[Set problem] Rewrite all the records below, replacing "single point" with "one point" and leaving everything else the same. Omit the pictures from your version.

++++

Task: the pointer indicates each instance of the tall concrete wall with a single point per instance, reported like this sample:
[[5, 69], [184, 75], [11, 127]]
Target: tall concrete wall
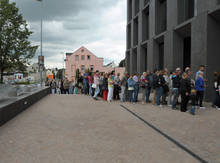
[[197, 26]]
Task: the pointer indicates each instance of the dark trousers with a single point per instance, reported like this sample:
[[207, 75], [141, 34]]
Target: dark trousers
[[116, 92], [184, 102], [199, 97]]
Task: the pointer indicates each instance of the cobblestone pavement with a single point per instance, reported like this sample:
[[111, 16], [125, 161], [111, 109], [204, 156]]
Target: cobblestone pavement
[[77, 129]]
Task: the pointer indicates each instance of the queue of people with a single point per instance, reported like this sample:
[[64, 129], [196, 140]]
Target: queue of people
[[166, 88]]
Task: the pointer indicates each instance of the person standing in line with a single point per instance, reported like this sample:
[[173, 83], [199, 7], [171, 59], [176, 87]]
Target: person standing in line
[[96, 85], [193, 102], [116, 87], [90, 80], [62, 87], [101, 78], [123, 84], [200, 87], [85, 83], [185, 90], [215, 88], [159, 87], [170, 94], [71, 88], [53, 86], [66, 86], [144, 86], [176, 85], [131, 85], [110, 87], [154, 86], [166, 86], [149, 80], [136, 87], [105, 87]]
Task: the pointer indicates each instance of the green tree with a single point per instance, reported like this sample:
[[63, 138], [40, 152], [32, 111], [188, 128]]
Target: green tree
[[77, 74], [15, 48], [59, 74]]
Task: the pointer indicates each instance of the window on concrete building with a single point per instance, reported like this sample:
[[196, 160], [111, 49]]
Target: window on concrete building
[[83, 68], [135, 33], [186, 9], [129, 10], [145, 24], [77, 58], [91, 67], [161, 16]]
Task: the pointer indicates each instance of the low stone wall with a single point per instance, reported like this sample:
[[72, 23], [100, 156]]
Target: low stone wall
[[10, 110]]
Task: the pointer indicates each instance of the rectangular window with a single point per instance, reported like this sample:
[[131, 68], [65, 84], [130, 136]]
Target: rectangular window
[[77, 57]]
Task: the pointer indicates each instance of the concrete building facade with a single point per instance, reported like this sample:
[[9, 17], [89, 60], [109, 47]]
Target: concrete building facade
[[83, 59], [173, 33]]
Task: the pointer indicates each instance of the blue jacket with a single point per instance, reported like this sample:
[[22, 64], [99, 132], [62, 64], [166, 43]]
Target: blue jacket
[[200, 84]]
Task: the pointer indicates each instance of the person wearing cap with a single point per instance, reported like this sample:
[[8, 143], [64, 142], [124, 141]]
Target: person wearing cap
[[176, 85]]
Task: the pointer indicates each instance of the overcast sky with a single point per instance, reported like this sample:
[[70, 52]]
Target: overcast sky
[[99, 25]]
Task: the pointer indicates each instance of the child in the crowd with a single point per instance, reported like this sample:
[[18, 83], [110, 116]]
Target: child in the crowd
[[193, 101]]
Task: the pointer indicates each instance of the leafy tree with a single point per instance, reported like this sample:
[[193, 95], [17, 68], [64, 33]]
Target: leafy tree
[[122, 63], [77, 74], [15, 48], [59, 74]]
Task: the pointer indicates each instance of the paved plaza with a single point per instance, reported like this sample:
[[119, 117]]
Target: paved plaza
[[78, 129]]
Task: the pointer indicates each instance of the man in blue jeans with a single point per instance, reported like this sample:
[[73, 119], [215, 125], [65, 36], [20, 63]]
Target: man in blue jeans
[[176, 85], [136, 87]]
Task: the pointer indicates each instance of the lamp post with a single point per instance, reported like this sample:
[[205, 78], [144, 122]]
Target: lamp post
[[41, 60]]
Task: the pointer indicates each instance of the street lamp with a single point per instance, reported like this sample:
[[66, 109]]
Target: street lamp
[[41, 61]]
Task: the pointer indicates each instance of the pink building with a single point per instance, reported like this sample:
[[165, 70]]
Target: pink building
[[83, 59]]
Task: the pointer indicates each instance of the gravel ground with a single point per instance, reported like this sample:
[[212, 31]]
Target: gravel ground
[[75, 128]]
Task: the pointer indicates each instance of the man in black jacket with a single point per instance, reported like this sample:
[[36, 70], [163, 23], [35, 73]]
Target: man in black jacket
[[185, 90], [176, 85]]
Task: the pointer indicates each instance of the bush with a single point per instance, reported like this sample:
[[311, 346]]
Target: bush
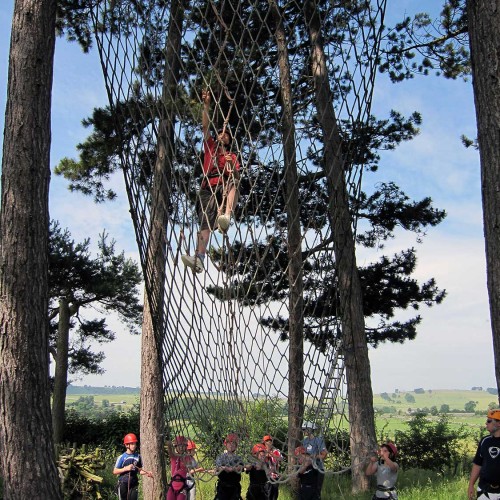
[[105, 432], [432, 445]]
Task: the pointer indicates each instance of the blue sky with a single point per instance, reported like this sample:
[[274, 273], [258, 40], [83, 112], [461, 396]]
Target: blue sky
[[453, 348]]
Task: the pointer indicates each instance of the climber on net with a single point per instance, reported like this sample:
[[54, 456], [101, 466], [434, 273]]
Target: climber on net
[[219, 189]]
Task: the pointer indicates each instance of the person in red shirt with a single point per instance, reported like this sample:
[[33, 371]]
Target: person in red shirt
[[218, 193], [273, 458]]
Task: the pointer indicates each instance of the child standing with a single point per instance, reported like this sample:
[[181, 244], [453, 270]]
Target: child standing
[[180, 464], [229, 467], [308, 475], [193, 468], [273, 460], [259, 484], [128, 467], [386, 468]]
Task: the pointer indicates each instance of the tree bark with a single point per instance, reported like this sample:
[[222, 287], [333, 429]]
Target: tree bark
[[27, 457], [152, 408], [296, 299], [355, 348], [484, 39], [61, 371]]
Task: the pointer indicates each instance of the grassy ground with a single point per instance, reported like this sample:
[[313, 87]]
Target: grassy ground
[[412, 485]]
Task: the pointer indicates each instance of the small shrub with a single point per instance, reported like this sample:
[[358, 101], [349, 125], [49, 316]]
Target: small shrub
[[432, 445]]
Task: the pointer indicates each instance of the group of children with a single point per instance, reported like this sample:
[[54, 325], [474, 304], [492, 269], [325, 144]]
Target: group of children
[[263, 470]]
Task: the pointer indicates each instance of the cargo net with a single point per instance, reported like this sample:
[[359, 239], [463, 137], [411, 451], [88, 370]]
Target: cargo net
[[224, 333]]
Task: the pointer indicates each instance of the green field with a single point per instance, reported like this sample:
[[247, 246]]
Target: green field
[[126, 401], [456, 399]]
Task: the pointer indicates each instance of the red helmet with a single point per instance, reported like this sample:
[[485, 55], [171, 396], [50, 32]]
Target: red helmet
[[180, 440], [391, 447], [231, 437], [130, 438], [300, 450], [257, 448]]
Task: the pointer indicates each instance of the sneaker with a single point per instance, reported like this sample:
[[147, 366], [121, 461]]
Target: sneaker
[[193, 262], [223, 222]]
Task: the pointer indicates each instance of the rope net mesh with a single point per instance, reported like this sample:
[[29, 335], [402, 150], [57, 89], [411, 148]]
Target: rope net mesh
[[224, 334]]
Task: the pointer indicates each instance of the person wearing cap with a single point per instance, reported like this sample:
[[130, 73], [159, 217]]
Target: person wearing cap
[[258, 488], [128, 467], [383, 464], [218, 192], [307, 474], [194, 468], [180, 463], [273, 460], [486, 462], [316, 448], [229, 467]]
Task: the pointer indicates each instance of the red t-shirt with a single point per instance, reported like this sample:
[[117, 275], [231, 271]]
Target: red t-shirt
[[214, 163]]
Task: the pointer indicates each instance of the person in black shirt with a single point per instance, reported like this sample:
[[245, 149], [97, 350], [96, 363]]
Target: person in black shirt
[[486, 463], [259, 482], [308, 475]]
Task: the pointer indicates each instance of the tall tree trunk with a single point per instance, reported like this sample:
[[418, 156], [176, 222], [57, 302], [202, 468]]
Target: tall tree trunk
[[296, 300], [61, 371], [28, 462], [484, 37], [152, 409], [355, 348]]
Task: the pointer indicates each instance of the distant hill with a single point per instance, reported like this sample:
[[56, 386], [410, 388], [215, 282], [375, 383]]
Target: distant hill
[[91, 390], [428, 398]]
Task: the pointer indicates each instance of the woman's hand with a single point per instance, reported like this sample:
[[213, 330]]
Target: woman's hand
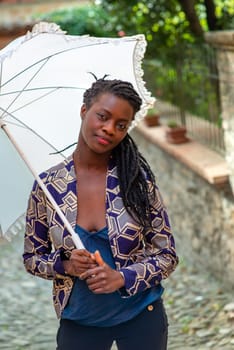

++++

[The output]
Task: the pointer indicates each instance of the tall concrete wall with a one point per instance, reported like this sample:
[[5, 69], [184, 75], [11, 127]]
Target: tall concrete wall
[[197, 26]]
Task: the pointer indicates each instance of the dark trousers with a one point per instance, reported like this sample:
[[207, 75], [141, 34]]
Target: dark trousers
[[116, 92], [184, 102], [199, 97]]
Task: the pointer indicates each instance of the cobblestone pavement with a one point per instance, reported like this sample:
[[111, 16], [125, 161], [111, 109], [204, 156]]
Target: cobblestone pavement
[[77, 129]]
Task: the pointer indicates each instance of the queue of people with a one point per instance, reported like this sample:
[[64, 129], [196, 140]]
Target: queue of people
[[166, 88]]
Task: the pointer indicates each instance of the person standing in line with a one point per instance, reported like this sample:
[[173, 83], [199, 7], [171, 59], [176, 87]]
Target: person standing in line
[[96, 85], [193, 102], [116, 87], [90, 80], [62, 87], [101, 78], [123, 84], [200, 87], [85, 83], [185, 90], [215, 88], [159, 87], [170, 94], [71, 88], [53, 86], [66, 86], [144, 86], [176, 85], [131, 85], [110, 87], [154, 86], [166, 86], [149, 80], [136, 87], [105, 87]]
Task: the pointer indicates each instance of the green tree with a one point per instance, reported like this sample:
[[63, 138], [40, 152], [32, 111], [188, 128]]
Target: green tree
[[77, 74], [15, 48], [59, 74]]
Task: the pointer indicates each instance of the window on concrete building with a one point per instance, reported like this sample:
[[196, 160], [111, 49]]
Target: window on concrete building
[[83, 68], [135, 33], [186, 9], [129, 10], [145, 24], [77, 58], [91, 67], [161, 16]]
Task: the pointer indicates each instance of the low stone wall with a one point per instance, reported like this sample:
[[72, 23], [100, 156]]
Target: low stone wall
[[10, 110]]
Task: the pointer indicates each instance of the rectangular window with a one point per instance, reported like this sample:
[[131, 68], [65, 84], [130, 136]]
Target: rectangular window
[[77, 57]]
Task: the pointer indicates each instance of the concrete building facade with a one point per instance, reported like this sample:
[[9, 17], [89, 60], [109, 47]]
Target: concrete building facade
[[83, 59], [173, 33]]
Task: the pointer indicates each instance of the blue jacket with a one point per instance, reported like this sample:
[[22, 64], [99, 132], [62, 64], [166, 43]]
Target: blue jacket
[[200, 84]]
Task: the pointer indicates each instance of the person wearing cap with a one point per instance, reported like this sample:
[[8, 143], [64, 142], [124, 141]]
Target: person wearing cap
[[176, 85]]
Task: the pointer indicates each instance of the overcast sky with a one point per instance, reported like this sample:
[[70, 52]]
Target: overcast sky
[[99, 25]]
Task: the pointer indicates each instance of the child in the crowd with a one point per instance, reported like this sample:
[[18, 83], [110, 116]]
Target: child in the crowd
[[193, 101]]
Task: the pointer indicates each instance of the leafy tree with a one point per instance, reported like this sample:
[[193, 95], [17, 68], [64, 33]]
Target: leafy tree
[[122, 63], [77, 74], [15, 48], [59, 74]]
Task: the pointer indicates each instance of the paved plaza with a one point per instance, reported like this sample:
[[119, 117]]
Target: paved plaza
[[78, 129]]
Task: the pointer indicates each instance of the man in blue jeans with a one point per instance, reported like this sample:
[[73, 119], [215, 125], [65, 36], [20, 63]]
Target: man in blue jeans
[[176, 85], [136, 87]]
Task: the pointer indicates each instance of the lamp post with a one point per instance, reported like this sample:
[[205, 78], [144, 122]]
Target: lamp post
[[41, 60]]
Task: the pointer indicates each instance of the street lamp with a one point per instance, reported like this sample:
[[66, 109]]
Target: street lamp
[[41, 61]]
Task: the pointer indicates each instance of the pink building with a one point per instance, reported like this sample:
[[165, 70]]
Target: pink building
[[83, 59]]
Task: the pointer indicates each instance of the gravel ground with a one point per instance, reported like this sample:
[[212, 31]]
Target: gravel ground
[[75, 128]]
Task: the pointer indicates each instance of the man in black jacket with a one point per instance, reported like this sample:
[[36, 70], [163, 23], [35, 73]]
Target: man in black jacket
[[185, 90], [176, 85]]
Task: the pointer indicates each instance of the bush with a one point per instance, reported like this sample:
[[311, 346]]
Target: bush
[[105, 432], [432, 445]]
Task: the pointer indicates each instance of the blue sky with a one point per instance, reported like this sample:
[[274, 273], [258, 40], [83, 112], [461, 396]]
Target: blue sky
[[453, 348]]
Task: the pointer indicates each instance of the climber on net with a one point per instance, reported like this sample:
[[54, 456], [101, 466], [434, 273]]
Target: climber on net
[[219, 189]]
Task: the pointer indicates each instance of the person in red shirt with a one point per instance, reported like this sample:
[[33, 371]]
Target: person in red shirt
[[218, 193], [273, 458]]
Task: the pointer indicates each instance of the child standing with a one point per instance, reported like this sample:
[[181, 244], [453, 270]]
Target: child standing
[[180, 464], [229, 467], [308, 475], [193, 468], [273, 460], [259, 484], [128, 467], [386, 468]]
Task: the pointer indicates each instance of the tree bark with a one point per instance, reported like this sample:
[[222, 287], [333, 429]]
Target: tree bark
[[27, 457], [152, 408], [296, 299], [355, 348], [484, 39], [61, 371]]
Task: the pointer indicates each instance of the grassy ground with a one point per instance, reported like this sample:
[[313, 87]]
Target: grassy ground
[[412, 485]]
Task: the pointer indicates each instance of the small shrub with a one point per instance, reported like this sample:
[[358, 101], [349, 125], [49, 316]]
Target: small shrub
[[432, 445]]
Task: the pointer indicates each instance of the group of children with a one point per instance, reported like this sample:
[[54, 325], [474, 304], [492, 269], [325, 144]]
Target: group of children
[[263, 470]]
Task: the pointer indicates each instance of the cargo net with a one point per instance, reported like this sample:
[[359, 239], [463, 137], [411, 451], [88, 370]]
Target: cargo net
[[224, 333]]
Task: the pointer indicates each instance of the green field with a one point per instance, reported like this sample:
[[247, 246]]
Target: green field
[[126, 401], [456, 399]]
Task: the pointer indicates each instance of the red helmet with a one point per instance, reported like this sample:
[[485, 55], [171, 396], [50, 32]]
Target: red helmet
[[180, 440], [391, 447], [231, 437], [130, 438], [300, 450], [257, 448]]
Task: the pointer indicates each instance of the sneaker with a one point per instance, reported like this sample:
[[147, 366], [121, 461]]
Target: sneaker
[[193, 262], [223, 222]]
Task: the pointer indicates each instance of the rope net mesh with a one point per instance, reported like this sample:
[[29, 335], [402, 150], [57, 89], [411, 148]]
Target: rope net mesh
[[224, 334]]
Task: the pointer indicates each instance of the person wearing cap with a one point per instance, reported like this sample:
[[130, 73], [159, 217]]
Target: person wearing cap
[[258, 488], [128, 467], [383, 464], [218, 192], [307, 474], [194, 468], [180, 463], [273, 460], [486, 462], [316, 448], [229, 467]]
Task: the pointer indicates each instance of the red t-shirt with a one point per instance, reported like this sample:
[[117, 275], [231, 271]]
Target: red t-shirt
[[214, 163]]
Task: the pointer indicates each instance of the person in black shirt with a one point per instance, reported like this sample:
[[245, 149], [97, 350], [96, 363]]
Target: person in black shirt
[[486, 463], [259, 482], [308, 475]]
Task: the pointer indicates each instance of the tall tree trunk with a one point per instance, reported like this sample:
[[418, 156], [176, 222], [57, 302], [202, 468]]
Target: tall tree trunk
[[296, 300], [61, 371], [28, 462], [484, 37], [152, 409], [355, 348]]
Task: the pointer indicates each instance of the distant hill with a one point per instance, reported like this sample:
[[56, 386], [410, 388], [215, 282], [375, 383]]
Target: distant hill
[[91, 390], [428, 398]]
Task: the pointer indicates each instance of the woman's hand with a one point per instance, reported like this sample:
[[213, 330]]
Target: woman's hand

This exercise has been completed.